◆ **PROBLEM DESCRIPTION**
State how many lines of the material below contain the string "beach", treating uppercase and lowercase as different. Reply with the number alone.
BEGIN RECORDS PROVIDED
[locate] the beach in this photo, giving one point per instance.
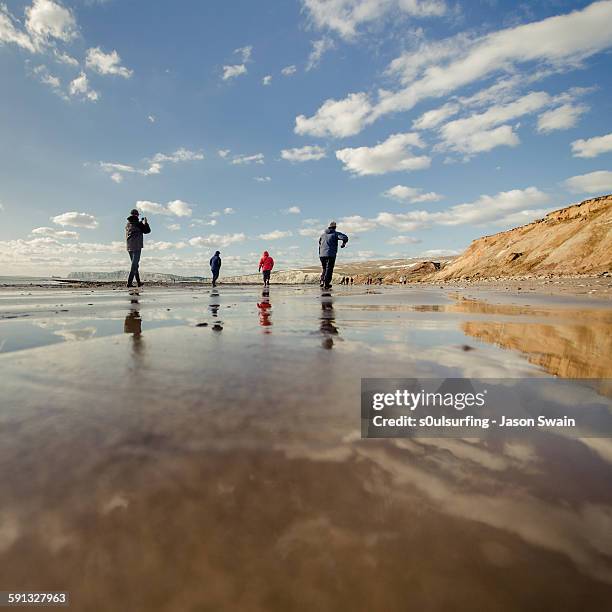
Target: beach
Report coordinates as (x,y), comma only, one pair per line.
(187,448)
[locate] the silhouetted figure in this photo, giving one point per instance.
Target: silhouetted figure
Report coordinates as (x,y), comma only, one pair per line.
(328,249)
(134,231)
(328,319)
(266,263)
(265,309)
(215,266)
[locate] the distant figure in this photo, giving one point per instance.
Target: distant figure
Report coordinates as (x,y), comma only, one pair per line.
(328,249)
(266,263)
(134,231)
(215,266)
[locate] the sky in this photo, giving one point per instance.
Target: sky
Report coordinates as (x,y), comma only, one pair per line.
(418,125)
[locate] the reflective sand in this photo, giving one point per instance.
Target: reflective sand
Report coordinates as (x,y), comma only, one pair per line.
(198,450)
END RECORDS PROVIDED
BEGIN RECORDS PROVIDED
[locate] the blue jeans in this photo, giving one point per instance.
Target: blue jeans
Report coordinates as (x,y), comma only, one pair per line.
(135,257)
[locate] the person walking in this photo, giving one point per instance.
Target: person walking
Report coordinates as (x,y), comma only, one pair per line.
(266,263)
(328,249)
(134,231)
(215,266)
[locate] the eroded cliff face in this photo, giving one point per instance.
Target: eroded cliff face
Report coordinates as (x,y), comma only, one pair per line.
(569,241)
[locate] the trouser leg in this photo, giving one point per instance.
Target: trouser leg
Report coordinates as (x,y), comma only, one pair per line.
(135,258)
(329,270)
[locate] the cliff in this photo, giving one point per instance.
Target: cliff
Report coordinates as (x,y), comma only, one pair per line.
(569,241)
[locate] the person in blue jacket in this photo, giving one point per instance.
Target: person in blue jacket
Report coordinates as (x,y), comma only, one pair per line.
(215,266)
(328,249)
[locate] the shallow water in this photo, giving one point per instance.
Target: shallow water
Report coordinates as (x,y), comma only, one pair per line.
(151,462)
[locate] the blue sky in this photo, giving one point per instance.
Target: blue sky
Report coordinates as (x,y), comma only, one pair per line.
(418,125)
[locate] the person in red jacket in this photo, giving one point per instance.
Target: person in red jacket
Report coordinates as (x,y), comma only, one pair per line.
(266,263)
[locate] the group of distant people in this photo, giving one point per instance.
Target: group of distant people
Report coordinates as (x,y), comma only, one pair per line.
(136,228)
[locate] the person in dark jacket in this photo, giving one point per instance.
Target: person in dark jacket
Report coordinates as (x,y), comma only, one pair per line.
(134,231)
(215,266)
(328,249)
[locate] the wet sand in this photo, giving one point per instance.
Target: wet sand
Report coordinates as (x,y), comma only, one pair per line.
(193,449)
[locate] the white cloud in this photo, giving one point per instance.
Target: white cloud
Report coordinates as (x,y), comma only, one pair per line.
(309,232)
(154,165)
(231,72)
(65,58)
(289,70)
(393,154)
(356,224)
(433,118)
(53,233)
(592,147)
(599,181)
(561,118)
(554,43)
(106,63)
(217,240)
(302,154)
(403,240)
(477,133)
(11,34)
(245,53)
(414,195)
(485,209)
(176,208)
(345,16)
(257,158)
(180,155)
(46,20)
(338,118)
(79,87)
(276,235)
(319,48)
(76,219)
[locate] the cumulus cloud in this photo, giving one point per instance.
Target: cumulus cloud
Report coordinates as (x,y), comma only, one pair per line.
END RECORDS PROVIDED
◆ **FULL OUTPUT**
2